**Exercise goal**
Identify every line in the records below that contains the string "fuel", and copy each one out in full. Case counts.

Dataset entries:
####
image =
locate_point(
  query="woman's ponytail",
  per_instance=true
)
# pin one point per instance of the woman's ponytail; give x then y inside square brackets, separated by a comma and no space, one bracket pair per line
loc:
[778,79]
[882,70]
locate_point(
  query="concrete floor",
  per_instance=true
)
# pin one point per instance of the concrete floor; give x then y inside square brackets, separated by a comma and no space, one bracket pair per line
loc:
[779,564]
####
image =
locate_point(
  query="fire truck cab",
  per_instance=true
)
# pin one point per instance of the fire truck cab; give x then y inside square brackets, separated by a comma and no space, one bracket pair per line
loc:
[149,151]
####
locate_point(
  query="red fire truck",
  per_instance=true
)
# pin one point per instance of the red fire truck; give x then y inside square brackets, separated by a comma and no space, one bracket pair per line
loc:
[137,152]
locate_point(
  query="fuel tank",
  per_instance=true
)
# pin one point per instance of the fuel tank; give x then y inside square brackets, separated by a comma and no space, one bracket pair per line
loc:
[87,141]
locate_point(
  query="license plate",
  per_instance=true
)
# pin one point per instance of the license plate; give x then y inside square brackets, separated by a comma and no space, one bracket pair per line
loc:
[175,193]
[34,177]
####
**Reply to the exercise**
  query="fuel tank",
# pin one point per instance of the fuel tank; give x then y inside square brackets, separated by a comma and no space, one bracket pair per line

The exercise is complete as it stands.